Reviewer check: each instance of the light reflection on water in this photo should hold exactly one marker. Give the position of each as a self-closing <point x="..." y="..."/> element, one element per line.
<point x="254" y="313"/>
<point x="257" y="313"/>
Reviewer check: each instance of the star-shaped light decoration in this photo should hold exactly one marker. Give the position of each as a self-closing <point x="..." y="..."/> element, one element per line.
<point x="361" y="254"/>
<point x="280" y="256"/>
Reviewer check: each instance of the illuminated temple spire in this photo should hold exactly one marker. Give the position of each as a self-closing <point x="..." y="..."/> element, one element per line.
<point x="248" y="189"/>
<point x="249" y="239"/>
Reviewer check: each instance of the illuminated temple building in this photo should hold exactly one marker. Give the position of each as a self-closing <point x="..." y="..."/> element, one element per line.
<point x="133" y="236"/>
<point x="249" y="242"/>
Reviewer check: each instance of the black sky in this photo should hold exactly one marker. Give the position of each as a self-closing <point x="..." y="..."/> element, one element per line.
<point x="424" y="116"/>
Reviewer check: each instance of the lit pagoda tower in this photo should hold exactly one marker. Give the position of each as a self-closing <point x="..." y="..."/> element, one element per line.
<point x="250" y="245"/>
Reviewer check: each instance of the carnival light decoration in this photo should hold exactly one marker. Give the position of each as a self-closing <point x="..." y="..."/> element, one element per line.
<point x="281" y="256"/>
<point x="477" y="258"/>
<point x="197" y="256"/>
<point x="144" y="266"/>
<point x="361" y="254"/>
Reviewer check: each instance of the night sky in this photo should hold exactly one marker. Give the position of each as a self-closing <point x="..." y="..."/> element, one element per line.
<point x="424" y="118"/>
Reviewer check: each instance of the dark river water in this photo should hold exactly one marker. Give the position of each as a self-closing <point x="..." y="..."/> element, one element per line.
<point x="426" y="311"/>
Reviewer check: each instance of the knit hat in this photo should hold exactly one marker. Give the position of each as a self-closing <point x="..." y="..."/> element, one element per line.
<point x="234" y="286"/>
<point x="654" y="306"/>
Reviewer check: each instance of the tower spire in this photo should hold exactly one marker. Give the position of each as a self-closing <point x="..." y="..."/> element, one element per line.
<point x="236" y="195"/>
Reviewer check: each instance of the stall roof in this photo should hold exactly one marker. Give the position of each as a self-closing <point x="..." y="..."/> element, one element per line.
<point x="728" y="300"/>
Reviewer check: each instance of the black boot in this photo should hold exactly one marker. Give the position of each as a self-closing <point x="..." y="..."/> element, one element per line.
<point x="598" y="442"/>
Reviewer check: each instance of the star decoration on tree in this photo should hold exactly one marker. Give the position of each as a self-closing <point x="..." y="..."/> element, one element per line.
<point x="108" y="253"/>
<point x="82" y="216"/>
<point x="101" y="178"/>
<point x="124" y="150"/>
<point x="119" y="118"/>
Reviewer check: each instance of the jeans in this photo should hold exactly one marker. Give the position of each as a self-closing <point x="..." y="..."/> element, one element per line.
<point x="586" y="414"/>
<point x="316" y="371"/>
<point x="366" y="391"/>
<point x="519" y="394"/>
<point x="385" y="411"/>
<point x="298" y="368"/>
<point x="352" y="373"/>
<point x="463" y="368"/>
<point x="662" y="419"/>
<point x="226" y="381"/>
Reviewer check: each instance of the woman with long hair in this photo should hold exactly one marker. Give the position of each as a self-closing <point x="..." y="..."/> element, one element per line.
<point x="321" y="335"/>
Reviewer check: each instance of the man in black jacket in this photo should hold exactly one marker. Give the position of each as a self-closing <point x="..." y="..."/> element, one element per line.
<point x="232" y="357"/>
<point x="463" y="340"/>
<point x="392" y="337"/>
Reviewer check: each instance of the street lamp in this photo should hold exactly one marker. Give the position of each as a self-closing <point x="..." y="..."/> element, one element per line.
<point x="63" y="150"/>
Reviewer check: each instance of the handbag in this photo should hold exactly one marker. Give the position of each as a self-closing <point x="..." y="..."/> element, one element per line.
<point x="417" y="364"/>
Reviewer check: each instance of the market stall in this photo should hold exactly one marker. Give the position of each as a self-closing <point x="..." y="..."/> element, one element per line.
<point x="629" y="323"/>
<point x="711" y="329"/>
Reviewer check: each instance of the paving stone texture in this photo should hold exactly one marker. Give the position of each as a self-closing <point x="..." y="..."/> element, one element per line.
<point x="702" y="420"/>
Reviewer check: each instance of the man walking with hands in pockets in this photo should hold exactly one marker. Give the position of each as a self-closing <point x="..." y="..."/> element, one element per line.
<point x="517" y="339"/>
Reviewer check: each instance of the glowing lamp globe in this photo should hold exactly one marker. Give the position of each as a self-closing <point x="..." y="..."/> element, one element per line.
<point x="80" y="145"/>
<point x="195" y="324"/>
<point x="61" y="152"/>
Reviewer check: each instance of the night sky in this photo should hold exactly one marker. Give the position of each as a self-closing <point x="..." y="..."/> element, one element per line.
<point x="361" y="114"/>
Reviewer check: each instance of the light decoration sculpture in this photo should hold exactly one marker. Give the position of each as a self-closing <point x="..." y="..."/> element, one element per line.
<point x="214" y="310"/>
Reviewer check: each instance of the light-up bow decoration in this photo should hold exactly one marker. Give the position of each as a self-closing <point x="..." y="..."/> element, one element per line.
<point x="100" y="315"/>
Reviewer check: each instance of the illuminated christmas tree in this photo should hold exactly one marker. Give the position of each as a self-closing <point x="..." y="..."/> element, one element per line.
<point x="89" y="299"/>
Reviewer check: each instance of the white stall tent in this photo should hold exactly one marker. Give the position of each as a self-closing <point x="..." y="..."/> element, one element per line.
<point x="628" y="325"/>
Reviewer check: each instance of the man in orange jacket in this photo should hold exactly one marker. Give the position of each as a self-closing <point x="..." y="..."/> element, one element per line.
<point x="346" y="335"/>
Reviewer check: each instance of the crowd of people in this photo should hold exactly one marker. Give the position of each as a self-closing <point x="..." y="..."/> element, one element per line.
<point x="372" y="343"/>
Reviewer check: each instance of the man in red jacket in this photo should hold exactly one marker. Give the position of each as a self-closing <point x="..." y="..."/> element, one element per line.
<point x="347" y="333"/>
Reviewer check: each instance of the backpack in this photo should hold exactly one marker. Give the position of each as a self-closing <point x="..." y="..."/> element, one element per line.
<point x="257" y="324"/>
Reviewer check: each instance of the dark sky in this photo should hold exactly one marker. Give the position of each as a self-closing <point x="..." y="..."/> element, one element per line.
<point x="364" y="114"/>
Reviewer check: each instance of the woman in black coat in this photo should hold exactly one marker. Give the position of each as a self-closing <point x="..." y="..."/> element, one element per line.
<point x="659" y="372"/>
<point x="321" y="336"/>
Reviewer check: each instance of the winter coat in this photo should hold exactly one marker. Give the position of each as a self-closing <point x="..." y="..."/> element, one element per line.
○ ○ ○
EXERCISE OBJECTIVE:
Repeat every line of the records, exactly as given.

OUTPUT BELOW:
Reviewer check: each instance of the light reflection on water in this photo should hold exactly one marker. Give the position of each as a self-closing <point x="..." y="..."/> element, one element per line.
<point x="254" y="313"/>
<point x="257" y="313"/>
Reviewer check: each instance of the star-shaped light decoration in this photo should hold exactly one marker. Give the position of each as a self-closing <point x="..." y="..."/> element, one element per line.
<point x="361" y="254"/>
<point x="280" y="256"/>
Reviewer check: each instance of the illuminated temple spire in this photo should hold exactly one marker. Give the position of each as a self-closing <point x="..." y="..."/> element, one element per line.
<point x="248" y="189"/>
<point x="249" y="239"/>
Reviewer check: each instance of the illuminated temple building in this photo should hold exactly one marker. Give the position of each as a self-closing <point x="..." y="..."/> element, one element per line.
<point x="133" y="236"/>
<point x="249" y="242"/>
Reviewer check: each instance of the black sky in this photo should hold exactly one marker. Give the position of each as a self-closing <point x="..." y="..."/> element, one element per line.
<point x="424" y="116"/>
Reviewer check: each instance of the lit pagoda tower in this photo should hold exactly one marker. Give the position of each as a self-closing <point x="..." y="..."/> element, one element per line.
<point x="250" y="245"/>
Reviewer check: each instance of the carnival light decoration in this photo should hold exactly one marker. Give the position of each as a self-closing <point x="..." y="..."/> element, one element per line.
<point x="281" y="256"/>
<point x="477" y="258"/>
<point x="197" y="256"/>
<point x="144" y="266"/>
<point x="361" y="254"/>
Reviewer check: each instance of the night sky in this photo should hold exactly one marker. Give the position of each as a self-closing <point x="..." y="..."/> element, one element per line.
<point x="424" y="118"/>
Reviewer check: each instance of the dark river water in this photo should hold exactly one marker. Give the position of each as a self-closing <point x="..." y="..."/> element, one element per line.
<point x="426" y="311"/>
Reviewer check: each instance of the knit hat in this photo should hold exactly one marker. Give the position of each as a self-closing <point x="..." y="..."/> element, one element per line.
<point x="234" y="286"/>
<point x="654" y="306"/>
Reviewer check: each instance of the tower spire in this photo should hold exactly one marker. Give the position of each as a self-closing <point x="..." y="..."/> element, one element per line.
<point x="236" y="195"/>
Reviewer check: each instance of the stall roof in this photo should hold exactly one marker. Give the position of each as a self-closing <point x="..." y="..."/> element, one element per line.
<point x="728" y="300"/>
Reviewer check: each instance of the black boot in this photo should hold exactly one marker. Give the position of each as a self-closing <point x="..." y="..."/> element, one element per line.
<point x="598" y="442"/>
Reviewer check: each instance of the star decoration on tree in this photo should hold exactly one marker. Give the position of each as a self-closing <point x="..." y="..."/> element, one element per line.
<point x="108" y="253"/>
<point x="82" y="216"/>
<point x="101" y="178"/>
<point x="124" y="150"/>
<point x="119" y="118"/>
Reviewer check: each instance of the jeans in this photo should hold exactly one marker. Give the position of each as a self-closing <point x="..." y="..."/> element, one element per line.
<point x="586" y="414"/>
<point x="316" y="371"/>
<point x="366" y="391"/>
<point x="519" y="394"/>
<point x="385" y="411"/>
<point x="298" y="368"/>
<point x="352" y="373"/>
<point x="463" y="368"/>
<point x="662" y="419"/>
<point x="226" y="381"/>
Reviewer check: each instance of the woman with long hair in this photo should hold exactly one marker. Give the position of each as a self-closing <point x="..." y="..."/> element, one element per line.
<point x="321" y="335"/>
Reviewer check: each instance of the man in black jacket in this photo should hold exactly one marker. Give the position of each as a self-closing <point x="..." y="..."/> element, one element per line.
<point x="232" y="357"/>
<point x="463" y="340"/>
<point x="392" y="337"/>
Reviewer check: each instance of the street lamp in this photo should hold exactly one marker. Give the position of each as a self-closing <point x="..." y="..."/> element, one element per line.
<point x="63" y="150"/>
Reviewer check: each instance of the handbag in this photo should hold exactly one marker. Give the position of each as a self-closing <point x="..." y="..."/> element, one element per line.
<point x="417" y="364"/>
Reviewer check: each instance of the market stall in this photo should hold exactly one marker. Give the position of each as a self-closing <point x="..." y="..."/> element, one element per line.
<point x="629" y="323"/>
<point x="711" y="329"/>
Reviewer check: each instance of the paving stone texture in this photo should hold exactly one marker. Give the position of each as a self-closing <point x="..." y="..."/> element, one element per line.
<point x="702" y="420"/>
Reviewer check: each instance of the man walking with hands in pockets in this photo should hold exactly one marker. Give the position of each as a self-closing <point x="..." y="..."/> element, one element per line.
<point x="517" y="339"/>
Reviewer check: each instance of the glowing lamp globe in this photo should hold exactly one marker. Give the position of each as a self-closing <point x="..." y="..."/> element, one element per line.
<point x="80" y="145"/>
<point x="195" y="324"/>
<point x="61" y="152"/>
Reviewer check: each instance of the night sky in this photo should hold exactly one marker. Give the position of each as a self-closing <point x="..." y="..."/> element, one element per line.
<point x="361" y="114"/>
Reviewer check: each instance of the light decoration sculpture in this photo should hold exactly one marker. Give the position of each as a self-closing <point x="..." y="..."/> element, one element per line.
<point x="214" y="310"/>
Reviewer check: each instance of the light-up bow decoration in this photo should hold exactly one marker. Give the position of each as a self-closing <point x="..." y="..."/> element, one element per line.
<point x="100" y="315"/>
Reviewer check: each instance of the illuminated christmas tree in this photo should hold exactly one marker. Give the position of each as a self-closing <point x="..." y="..."/> element, one element per line.
<point x="89" y="299"/>
Reviewer check: each instance of the white stall tent in this photo should hold exactly one marker. Give the position of each as a self-closing <point x="..." y="..."/> element, one element per line.
<point x="628" y="325"/>
Reviewer check: each instance of the man in orange jacket in this photo should hold exactly one marker. Give the position of each as a self-closing <point x="..." y="..."/> element, one element per line.
<point x="346" y="335"/>
Reviewer check: each instance of the crowd of people in this photo should hold exactly one marker. Give the position of each as a self-closing <point x="..." y="..."/> element, one element per line.
<point x="372" y="343"/>
Reviewer check: each instance of the man in red jacket in this photo should hold exactly one marker. Give the position of each as a self-closing <point x="..." y="..."/> element, one element per line.
<point x="347" y="333"/>
Reviewer check: each instance of the backpack in this photo should hold exactly one marker. Give the position of each as a self-closing <point x="..." y="..."/> element, one element per line.
<point x="257" y="324"/>
Reviewer check: each instance of the dark sky in this photo should hold exactly one marker. Give the position of each as a self-closing <point x="..." y="..."/> element, one element per line.
<point x="364" y="114"/>
Reviewer check: each instance of the woman in black coat in this photo should hold exactly one marker. Give the position of each as a self-closing <point x="..." y="..."/> element, one element per line.
<point x="659" y="372"/>
<point x="321" y="336"/>
Reviewer check: each instance of the winter coat in this photo should hold exactly one marker. Give the position of each as a self-closing <point x="..." y="..."/> element, one element per line.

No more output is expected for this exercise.